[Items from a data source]

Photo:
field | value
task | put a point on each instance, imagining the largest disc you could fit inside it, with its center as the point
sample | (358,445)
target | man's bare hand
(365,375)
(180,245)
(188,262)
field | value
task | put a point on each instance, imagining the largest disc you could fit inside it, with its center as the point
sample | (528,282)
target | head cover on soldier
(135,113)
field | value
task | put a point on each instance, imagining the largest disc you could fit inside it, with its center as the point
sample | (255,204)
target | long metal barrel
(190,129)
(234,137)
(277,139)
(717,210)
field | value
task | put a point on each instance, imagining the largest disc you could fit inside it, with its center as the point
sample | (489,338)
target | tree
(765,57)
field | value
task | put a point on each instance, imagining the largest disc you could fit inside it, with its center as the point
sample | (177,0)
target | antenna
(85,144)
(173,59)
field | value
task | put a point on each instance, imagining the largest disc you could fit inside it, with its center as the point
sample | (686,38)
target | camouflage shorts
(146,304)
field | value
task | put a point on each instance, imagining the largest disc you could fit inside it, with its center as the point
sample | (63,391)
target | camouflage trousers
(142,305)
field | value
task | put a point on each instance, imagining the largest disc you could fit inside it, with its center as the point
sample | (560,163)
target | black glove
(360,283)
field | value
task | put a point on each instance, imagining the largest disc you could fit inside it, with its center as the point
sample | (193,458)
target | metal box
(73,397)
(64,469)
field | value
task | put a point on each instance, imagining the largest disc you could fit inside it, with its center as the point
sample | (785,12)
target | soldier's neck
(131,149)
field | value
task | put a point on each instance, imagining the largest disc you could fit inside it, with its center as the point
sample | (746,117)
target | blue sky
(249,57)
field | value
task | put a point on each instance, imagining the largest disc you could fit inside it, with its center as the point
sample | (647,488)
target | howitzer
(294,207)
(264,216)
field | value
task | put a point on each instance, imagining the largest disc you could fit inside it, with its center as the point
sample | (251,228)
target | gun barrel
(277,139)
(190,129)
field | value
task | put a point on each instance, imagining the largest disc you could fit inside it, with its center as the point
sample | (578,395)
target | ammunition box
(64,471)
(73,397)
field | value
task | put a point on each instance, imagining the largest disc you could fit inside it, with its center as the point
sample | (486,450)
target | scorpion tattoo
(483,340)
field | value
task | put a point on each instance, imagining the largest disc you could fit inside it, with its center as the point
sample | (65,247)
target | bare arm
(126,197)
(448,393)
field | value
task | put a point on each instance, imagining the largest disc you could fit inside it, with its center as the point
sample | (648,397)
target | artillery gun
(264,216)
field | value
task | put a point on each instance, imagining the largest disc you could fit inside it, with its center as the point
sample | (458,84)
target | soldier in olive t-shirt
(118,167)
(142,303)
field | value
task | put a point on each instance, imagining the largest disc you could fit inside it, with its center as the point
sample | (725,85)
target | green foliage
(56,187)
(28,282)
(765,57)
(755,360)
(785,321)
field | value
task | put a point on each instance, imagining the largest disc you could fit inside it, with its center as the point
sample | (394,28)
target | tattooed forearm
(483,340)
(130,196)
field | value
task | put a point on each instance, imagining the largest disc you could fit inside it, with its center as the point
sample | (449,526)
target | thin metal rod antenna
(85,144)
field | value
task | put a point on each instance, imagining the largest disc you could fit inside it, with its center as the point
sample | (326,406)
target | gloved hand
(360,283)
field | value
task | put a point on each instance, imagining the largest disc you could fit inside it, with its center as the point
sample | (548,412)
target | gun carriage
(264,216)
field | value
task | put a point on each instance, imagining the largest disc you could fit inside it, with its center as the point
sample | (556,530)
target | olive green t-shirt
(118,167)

Requirement:
Please output every record, keeping each line exact.

Final result:
Photo:
field | value
task | put a point on each instance, imagining the largest disc you could fit inside it, with its center as the point
sample | (358,445)
target | man's bare hand
(365,375)
(180,245)
(188,262)
field | value
task | put a point on each instance, imagining the largest disc you could fit inside it, with its center as the point
sample | (528,282)
target | head cover on soldier
(135,113)
field | value
task | put a point on each instance, imagining the largest disc you could fit inside it, with its center as the point
sample | (255,204)
target | long metal barrel
(190,129)
(234,137)
(277,139)
(717,210)
field | value
task | put a point on each instance, imagining the largest disc you could fit inside it, with its center as the point
sample | (489,338)
target | tree
(765,57)
field | value
task | put a point on each instance, imagining the largest disc you could fit inside it, with its center as the point
sample | (177,0)
target | antenna
(85,144)
(173,59)
field | value
task | put a point on each instance, imagining the largest disc you could fit inside it, with its center as the point
sample | (686,38)
target | camouflage shorts
(146,304)
field | value
task | put a point on each instance, imagining the largest disc you could fit inside it, with its center as the point
sample | (63,391)
target | camouflage trousers
(142,305)
field | value
task | put a point on each instance, imagining the largest disc you could fit inside it, with its center as the point
sample | (560,163)
target | black glove
(360,283)
field | value
task | put a point on each instance, imagining the largest disc you could fit inside it, with its center as the point
sample | (193,458)
target | metal box
(73,397)
(64,469)
field | value
task | put a point on each instance, imagining the largest disc you could fit inside it, with its center as the point
sample | (785,12)
target | soldier's neck
(131,149)
field | value
task | put a point on each instance, imagining the largest disc you could fit inside it, with its center as the point
sample | (746,117)
target | blue sky
(249,57)
field | value
task | put a point on each instance, imagining the largest disc you could fit inside it, with its center as the point
sample | (647,488)
target | howitzer
(294,207)
(264,216)
field | value
task | put a point on each instance, imagining the largest disc you could fit inside it, with its center as the point
sample | (251,228)
target | gun barrel
(277,139)
(190,129)
field | value
task | put a point on each instance, imagining the largest disc you could fit inside it, with its center as the point
sample | (578,395)
target | ammunition box
(64,471)
(73,397)
field | value
task | put a point on each instance, imagining the largest disc you could fit inside it, with its center as the point
sample | (486,450)
target | scorpion tattoo
(483,340)
field | value
task | put a point on each instance, imagining the largest disc you could fit inside it, with its center as the point
sample | (65,247)
target | bare arm
(126,197)
(448,393)
field | value
task | put a point on each instance, imagining the largest disc you could fit inside it, with its center as the point
sample | (648,397)
target | artillery gun
(264,216)
field | value
task | put a point on each instance, imagining the largest disc you could fit inside it, with its center as the point
sample | (458,84)
target | soldier in olive t-shirt
(118,167)
(142,303)
field | value
task | put a point on each instance, imagining the largest disc you could fit inside it, with its center as the point
sample | (725,85)
target | green foliage
(56,187)
(28,282)
(765,57)
(755,360)
(785,321)
field | value
task | put a point on each instance, imagining the largest disc you could fit inside it, with its center as the point
sample | (394,28)
target | tattooed forearm
(483,340)
(130,196)
field | value
task | put a point on each instance, imagining the largest disc you could fit inside it, with its center as the point
sample | (449,526)
target | thin metal rod antenna
(85,144)
field | value
task | put a point on each instance, imagining the largest disc you could fit inside it, with its center as the point
sample | (326,406)
target | gloved hand
(360,283)
field | value
task | put a point on each instance, imagining the largest disc you could fit inside it, with its center as the point
sample | (548,412)
target | gun carriage
(264,216)
field | value
task | put a point on each instance, imagining the largest disc you could fit inside it, with its center as the point
sample | (556,530)
target | olive green t-shirt
(118,167)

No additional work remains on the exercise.